EXCERPT >>
Multifunctional tool for HTTP reconnaissance, web crawling and web directory bruteforce.
Project description
Multifunctional tool for http reconnaissance, web crawling, web directory bruteforce. Based at PSpider
Killer features:
- Fast multiurl crawling
- Fast multiurl directory bruteforce
- Find new domains without DNS bruteforce. (for example https://mail.ru --> 105 Domains of *.mail.ru)
- To Do: dynamic creation dictionary for brute-force
- To Do: deduplication based on Simhash
- Headless browsing and forms fill-up as addtional option
- To Do: add proper output to jsonl + html reports
- To Do: Collect query parameters (for get and post)
- To Do: better deduplication based on page hash
Installation
Ansferatu is a regular Python package. It requires Python 3.8+.

YOUR TASKS >>
1 > Answer these about the tool description:
(a) Which project is the tool based on?
(b) How many domains does the mail.ru example yield?
(c) What Python version does the package require?
2 > Find every line of the records that contains the word "onion" and copy each one out. Case counts.
The records have no connection to the tool description.

SUPPLIED DATA >>

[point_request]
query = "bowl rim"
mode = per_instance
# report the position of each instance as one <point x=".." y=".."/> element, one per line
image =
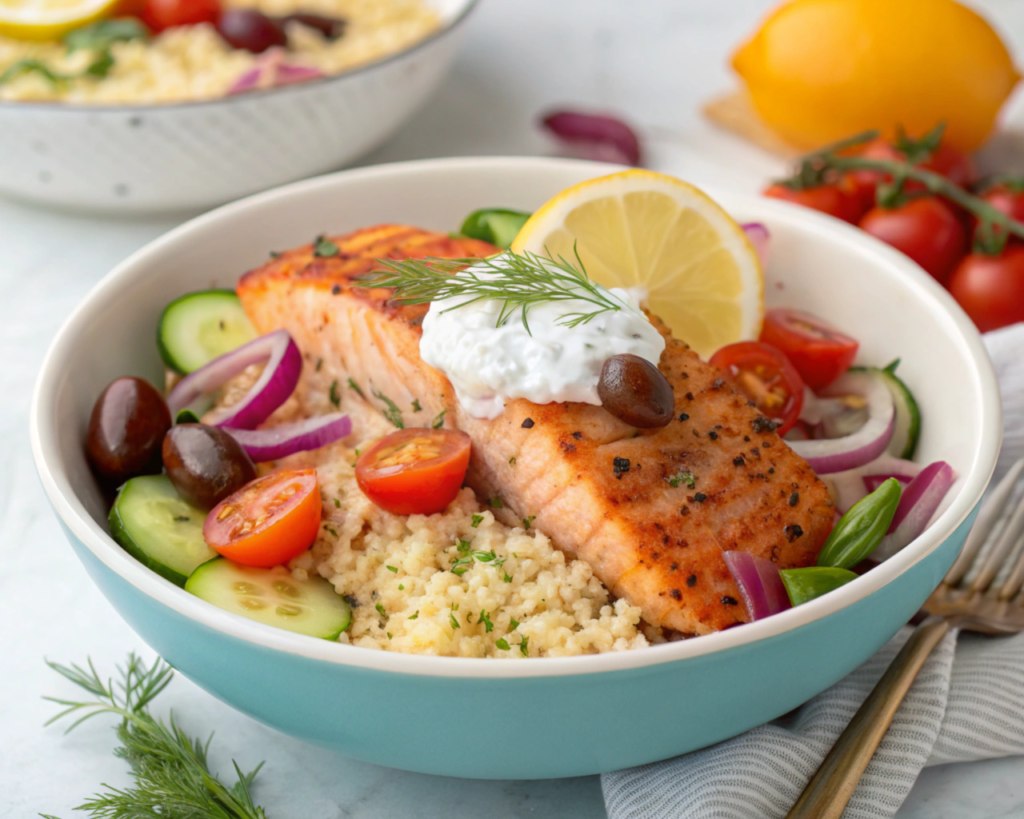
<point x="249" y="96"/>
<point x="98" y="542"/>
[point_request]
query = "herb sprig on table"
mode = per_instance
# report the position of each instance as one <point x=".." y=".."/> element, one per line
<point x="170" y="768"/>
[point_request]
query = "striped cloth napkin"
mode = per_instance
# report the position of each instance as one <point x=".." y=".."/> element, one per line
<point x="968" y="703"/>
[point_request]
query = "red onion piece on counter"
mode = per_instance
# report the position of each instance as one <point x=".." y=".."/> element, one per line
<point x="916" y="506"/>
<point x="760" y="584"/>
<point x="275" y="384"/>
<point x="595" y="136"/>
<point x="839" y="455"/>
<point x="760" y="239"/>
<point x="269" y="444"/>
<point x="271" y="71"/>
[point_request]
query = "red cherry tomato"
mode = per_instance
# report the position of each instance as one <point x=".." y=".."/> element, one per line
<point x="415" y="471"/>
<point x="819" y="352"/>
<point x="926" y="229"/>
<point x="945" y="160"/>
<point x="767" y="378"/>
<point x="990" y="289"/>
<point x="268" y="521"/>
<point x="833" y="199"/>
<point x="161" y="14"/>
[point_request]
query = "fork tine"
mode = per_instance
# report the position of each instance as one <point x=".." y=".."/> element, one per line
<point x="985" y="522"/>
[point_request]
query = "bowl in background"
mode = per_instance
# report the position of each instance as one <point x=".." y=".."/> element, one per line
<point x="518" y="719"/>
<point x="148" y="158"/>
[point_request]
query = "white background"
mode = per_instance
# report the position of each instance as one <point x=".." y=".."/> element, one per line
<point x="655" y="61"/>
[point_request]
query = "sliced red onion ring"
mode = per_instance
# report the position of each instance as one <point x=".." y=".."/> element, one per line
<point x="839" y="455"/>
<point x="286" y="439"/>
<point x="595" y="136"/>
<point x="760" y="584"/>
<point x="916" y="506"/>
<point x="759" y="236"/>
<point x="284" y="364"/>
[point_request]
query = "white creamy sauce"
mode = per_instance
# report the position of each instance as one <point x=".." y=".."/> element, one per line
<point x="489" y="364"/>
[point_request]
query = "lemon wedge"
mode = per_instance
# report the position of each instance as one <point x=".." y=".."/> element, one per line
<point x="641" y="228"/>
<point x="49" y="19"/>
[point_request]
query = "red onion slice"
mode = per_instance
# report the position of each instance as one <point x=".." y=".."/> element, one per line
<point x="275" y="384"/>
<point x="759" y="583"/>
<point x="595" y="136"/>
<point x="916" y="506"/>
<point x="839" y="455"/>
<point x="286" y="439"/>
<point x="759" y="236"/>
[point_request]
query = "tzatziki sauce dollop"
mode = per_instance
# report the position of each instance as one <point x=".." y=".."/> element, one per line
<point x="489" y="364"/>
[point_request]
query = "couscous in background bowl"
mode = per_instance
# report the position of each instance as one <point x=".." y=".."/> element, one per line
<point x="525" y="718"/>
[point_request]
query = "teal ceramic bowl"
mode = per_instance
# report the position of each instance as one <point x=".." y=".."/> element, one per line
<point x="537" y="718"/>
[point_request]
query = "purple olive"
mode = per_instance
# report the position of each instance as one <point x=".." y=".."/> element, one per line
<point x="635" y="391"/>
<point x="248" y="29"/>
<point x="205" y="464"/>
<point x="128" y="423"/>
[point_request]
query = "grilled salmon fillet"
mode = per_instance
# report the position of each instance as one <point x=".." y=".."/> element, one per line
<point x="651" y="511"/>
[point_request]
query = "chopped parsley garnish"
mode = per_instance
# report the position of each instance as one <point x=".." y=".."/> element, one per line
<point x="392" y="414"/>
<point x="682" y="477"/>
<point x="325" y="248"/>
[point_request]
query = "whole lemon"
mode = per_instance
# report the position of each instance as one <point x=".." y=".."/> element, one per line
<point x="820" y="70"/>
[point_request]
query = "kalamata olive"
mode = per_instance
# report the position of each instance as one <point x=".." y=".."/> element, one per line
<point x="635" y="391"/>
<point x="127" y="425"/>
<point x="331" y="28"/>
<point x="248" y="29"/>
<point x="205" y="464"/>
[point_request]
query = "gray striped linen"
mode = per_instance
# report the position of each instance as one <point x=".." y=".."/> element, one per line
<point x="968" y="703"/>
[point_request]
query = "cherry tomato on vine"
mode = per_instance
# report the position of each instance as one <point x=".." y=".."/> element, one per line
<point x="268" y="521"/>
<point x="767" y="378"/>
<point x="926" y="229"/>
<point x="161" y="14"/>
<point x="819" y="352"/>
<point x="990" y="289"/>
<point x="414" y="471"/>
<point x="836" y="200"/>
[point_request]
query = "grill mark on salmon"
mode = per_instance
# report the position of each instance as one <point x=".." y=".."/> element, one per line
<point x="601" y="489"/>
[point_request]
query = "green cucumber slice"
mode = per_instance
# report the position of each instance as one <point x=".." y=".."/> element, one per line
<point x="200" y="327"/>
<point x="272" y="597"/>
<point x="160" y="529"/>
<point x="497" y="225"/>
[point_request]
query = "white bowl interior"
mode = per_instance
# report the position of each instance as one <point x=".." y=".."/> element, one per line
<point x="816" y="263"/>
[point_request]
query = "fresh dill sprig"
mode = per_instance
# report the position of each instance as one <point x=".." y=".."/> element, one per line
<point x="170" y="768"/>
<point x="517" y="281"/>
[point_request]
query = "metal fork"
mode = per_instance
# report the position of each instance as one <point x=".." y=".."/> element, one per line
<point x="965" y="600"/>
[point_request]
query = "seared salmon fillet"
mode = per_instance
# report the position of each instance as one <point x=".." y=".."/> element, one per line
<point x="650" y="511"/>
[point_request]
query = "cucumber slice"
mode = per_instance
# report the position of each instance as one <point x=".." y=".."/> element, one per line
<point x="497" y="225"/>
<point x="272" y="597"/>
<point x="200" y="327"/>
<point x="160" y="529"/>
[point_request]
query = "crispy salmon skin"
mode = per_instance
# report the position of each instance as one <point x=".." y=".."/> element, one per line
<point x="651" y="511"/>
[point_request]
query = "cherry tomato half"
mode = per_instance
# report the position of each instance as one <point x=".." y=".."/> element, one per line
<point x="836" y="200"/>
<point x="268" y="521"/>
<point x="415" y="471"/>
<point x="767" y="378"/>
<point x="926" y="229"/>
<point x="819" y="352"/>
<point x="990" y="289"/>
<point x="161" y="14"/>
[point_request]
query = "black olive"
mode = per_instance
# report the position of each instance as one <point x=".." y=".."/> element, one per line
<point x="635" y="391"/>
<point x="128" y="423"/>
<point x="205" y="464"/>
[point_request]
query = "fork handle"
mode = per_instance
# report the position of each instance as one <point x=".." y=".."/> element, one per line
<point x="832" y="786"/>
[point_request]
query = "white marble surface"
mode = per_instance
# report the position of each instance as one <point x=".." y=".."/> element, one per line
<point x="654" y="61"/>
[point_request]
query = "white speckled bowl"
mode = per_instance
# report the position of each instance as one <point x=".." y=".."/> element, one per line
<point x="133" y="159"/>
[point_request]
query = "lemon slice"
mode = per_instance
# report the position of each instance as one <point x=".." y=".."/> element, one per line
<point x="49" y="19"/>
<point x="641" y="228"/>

ANSWERS TO THE PROBLEMS >>
1 >
(a) PSpider
(b) 105
(c) Python 3.8+

2 >
query = "red onion piece on counter"
query = "sliced red onion ring"
query = "red onion slice"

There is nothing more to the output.